WORK TO BE COMPLETED -
Update the listing below by replacing every occurrence of "exterior ring" with "outer boundary", leaving all other text unchanged.

ENTRIES SUPPLIED -
··········

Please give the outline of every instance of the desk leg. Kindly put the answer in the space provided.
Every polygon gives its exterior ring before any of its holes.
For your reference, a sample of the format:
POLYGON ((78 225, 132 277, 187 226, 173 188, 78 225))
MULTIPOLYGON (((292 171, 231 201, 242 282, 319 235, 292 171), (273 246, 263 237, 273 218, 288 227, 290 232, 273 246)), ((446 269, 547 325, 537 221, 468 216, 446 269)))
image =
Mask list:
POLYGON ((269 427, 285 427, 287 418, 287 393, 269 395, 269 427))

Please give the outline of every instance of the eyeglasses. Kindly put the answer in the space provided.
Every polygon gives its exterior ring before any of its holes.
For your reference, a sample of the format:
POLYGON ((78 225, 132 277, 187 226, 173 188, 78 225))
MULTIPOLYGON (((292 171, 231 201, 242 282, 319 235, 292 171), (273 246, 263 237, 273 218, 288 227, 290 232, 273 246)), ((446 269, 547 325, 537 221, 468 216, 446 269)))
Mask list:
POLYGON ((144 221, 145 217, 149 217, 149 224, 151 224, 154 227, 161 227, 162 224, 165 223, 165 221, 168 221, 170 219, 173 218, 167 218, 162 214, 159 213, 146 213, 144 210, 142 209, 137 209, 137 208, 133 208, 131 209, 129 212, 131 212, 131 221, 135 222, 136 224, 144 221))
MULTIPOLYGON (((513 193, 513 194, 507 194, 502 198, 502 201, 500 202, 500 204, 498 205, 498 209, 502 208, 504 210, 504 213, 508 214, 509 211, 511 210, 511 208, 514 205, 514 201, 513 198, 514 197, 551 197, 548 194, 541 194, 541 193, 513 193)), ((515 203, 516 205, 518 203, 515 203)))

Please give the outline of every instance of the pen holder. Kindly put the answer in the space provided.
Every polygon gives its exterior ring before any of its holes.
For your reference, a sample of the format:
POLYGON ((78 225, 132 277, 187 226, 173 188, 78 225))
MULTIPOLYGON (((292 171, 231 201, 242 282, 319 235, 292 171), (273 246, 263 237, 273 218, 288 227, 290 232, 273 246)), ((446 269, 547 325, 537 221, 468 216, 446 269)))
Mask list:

··········

RIGHT ANSWER -
Please give the outline of every instance of the desk leg. Kindly put the answer in the space provided.
Every polygon gives its outer boundary before any of its holes.
For your reference, a sample of the format:
POLYGON ((78 225, 132 277, 187 226, 173 188, 78 225))
MULTIPOLYGON (((292 171, 231 201, 242 282, 319 235, 292 171), (273 246, 263 237, 273 218, 288 227, 290 232, 273 246)), ((446 269, 547 325, 537 221, 468 216, 446 269)))
image =
Mask list:
POLYGON ((269 427, 285 427, 287 418, 287 393, 269 395, 269 427))

Please give the outline of every instance of the eyeglasses. Kindly put the answer in the space provided.
Every polygon gives its outer boundary before any of its holes.
For your reference, a sample of the format:
POLYGON ((78 225, 132 277, 187 226, 173 188, 78 225))
MULTIPOLYGON (((292 171, 231 201, 242 282, 319 235, 292 171), (273 246, 263 237, 273 218, 288 227, 290 232, 273 246)), ((446 269, 547 325, 537 221, 468 216, 446 269)))
Mask list:
POLYGON ((144 221, 145 217, 149 217, 149 224, 151 224, 154 227, 161 227, 162 224, 165 223, 165 221, 168 221, 170 219, 173 218, 167 218, 162 214, 159 213, 146 213, 144 210, 142 209, 137 209, 137 208, 133 208, 131 209, 129 212, 131 212, 131 221, 135 222, 136 224, 144 221))
MULTIPOLYGON (((513 193, 513 194, 507 194, 502 198, 502 201, 500 202, 500 204, 498 205, 498 209, 502 208, 504 210, 504 213, 508 214, 509 211, 511 210, 511 208, 514 205, 514 201, 513 198, 514 197, 551 197, 548 194, 541 194, 541 193, 513 193)), ((515 203, 516 205, 518 203, 515 203)))

Please give the outline of every instance of the pen holder. Kindly put the answer in the space provided.
Every polygon gives its outer boundary before any of its holes.
For your reference, a sample of the format:
POLYGON ((78 225, 132 277, 187 226, 173 188, 78 225))
MULTIPOLYGON (((292 171, 231 201, 242 282, 319 235, 292 171), (273 246, 263 237, 273 218, 288 227, 290 232, 273 246)), ((446 269, 547 325, 537 221, 468 216, 446 269)))
Mask list:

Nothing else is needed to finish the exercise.